--- Material for this exercise ---
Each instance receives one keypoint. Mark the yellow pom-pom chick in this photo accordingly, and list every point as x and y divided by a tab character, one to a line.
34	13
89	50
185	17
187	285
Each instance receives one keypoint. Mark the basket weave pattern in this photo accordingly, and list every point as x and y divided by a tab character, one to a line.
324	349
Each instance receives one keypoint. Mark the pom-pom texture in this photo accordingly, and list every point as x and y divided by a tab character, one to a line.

---

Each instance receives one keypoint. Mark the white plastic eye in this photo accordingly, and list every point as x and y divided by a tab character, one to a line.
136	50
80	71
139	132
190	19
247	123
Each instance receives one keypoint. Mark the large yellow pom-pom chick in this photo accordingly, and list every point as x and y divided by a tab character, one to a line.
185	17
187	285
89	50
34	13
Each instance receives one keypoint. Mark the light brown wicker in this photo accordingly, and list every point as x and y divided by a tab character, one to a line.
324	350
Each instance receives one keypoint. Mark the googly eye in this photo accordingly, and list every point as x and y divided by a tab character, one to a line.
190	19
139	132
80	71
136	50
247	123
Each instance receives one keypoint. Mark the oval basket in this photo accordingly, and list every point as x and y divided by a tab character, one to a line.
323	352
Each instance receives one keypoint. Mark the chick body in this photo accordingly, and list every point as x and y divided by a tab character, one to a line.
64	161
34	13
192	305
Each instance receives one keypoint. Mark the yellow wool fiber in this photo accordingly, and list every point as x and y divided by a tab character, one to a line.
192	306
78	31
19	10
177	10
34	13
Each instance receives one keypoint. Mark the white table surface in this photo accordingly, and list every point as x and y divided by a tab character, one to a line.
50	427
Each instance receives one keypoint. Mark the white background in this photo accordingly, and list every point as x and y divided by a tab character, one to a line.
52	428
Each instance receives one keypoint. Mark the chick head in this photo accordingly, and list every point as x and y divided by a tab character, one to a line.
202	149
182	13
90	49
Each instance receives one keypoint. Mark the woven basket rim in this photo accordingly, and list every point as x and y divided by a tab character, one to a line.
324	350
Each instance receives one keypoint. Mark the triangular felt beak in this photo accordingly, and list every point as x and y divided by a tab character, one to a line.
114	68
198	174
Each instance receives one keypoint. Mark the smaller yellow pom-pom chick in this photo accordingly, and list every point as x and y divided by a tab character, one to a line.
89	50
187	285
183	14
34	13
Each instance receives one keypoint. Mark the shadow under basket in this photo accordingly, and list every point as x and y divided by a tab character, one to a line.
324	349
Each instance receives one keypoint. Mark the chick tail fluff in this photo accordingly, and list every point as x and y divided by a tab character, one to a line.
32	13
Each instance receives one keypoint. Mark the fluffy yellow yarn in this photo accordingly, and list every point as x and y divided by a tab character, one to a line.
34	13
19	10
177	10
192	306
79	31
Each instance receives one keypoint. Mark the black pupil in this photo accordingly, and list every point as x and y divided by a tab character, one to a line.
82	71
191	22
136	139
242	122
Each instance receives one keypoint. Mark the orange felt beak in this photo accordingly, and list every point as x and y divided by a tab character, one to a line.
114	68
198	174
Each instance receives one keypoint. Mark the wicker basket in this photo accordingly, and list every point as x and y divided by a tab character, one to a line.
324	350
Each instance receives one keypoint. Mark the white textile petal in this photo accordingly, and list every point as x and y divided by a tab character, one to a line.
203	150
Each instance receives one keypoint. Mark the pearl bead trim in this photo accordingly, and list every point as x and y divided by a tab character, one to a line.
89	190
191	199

--- Your assignment ---
Reproduce, exactly as they stand in the data above, the lines from the one that holds "Each instance receives one keypoint. Mark the yellow pom-pom" to the one that holds "Each instance receives one keypoint. Mark the pom-pom", inclusive.

--- Solution to this problem ---
Each instance receives one keypoint. Mark the yellow pom-pom chick in this photo accordingly, and list every point as x and y divided by a tab character, one to a line.
34	13
89	50
185	17
187	285
Each instance receives one keypoint. Mark the basket weave pattern in this photo accordingly, and list every point as x and y divided by a tab character, one to a line.
324	349
Each instance receives one keypoint. Mark the pom-pom texture in this photo accordingly, and list every point as x and y divided by a tab character, one to a line.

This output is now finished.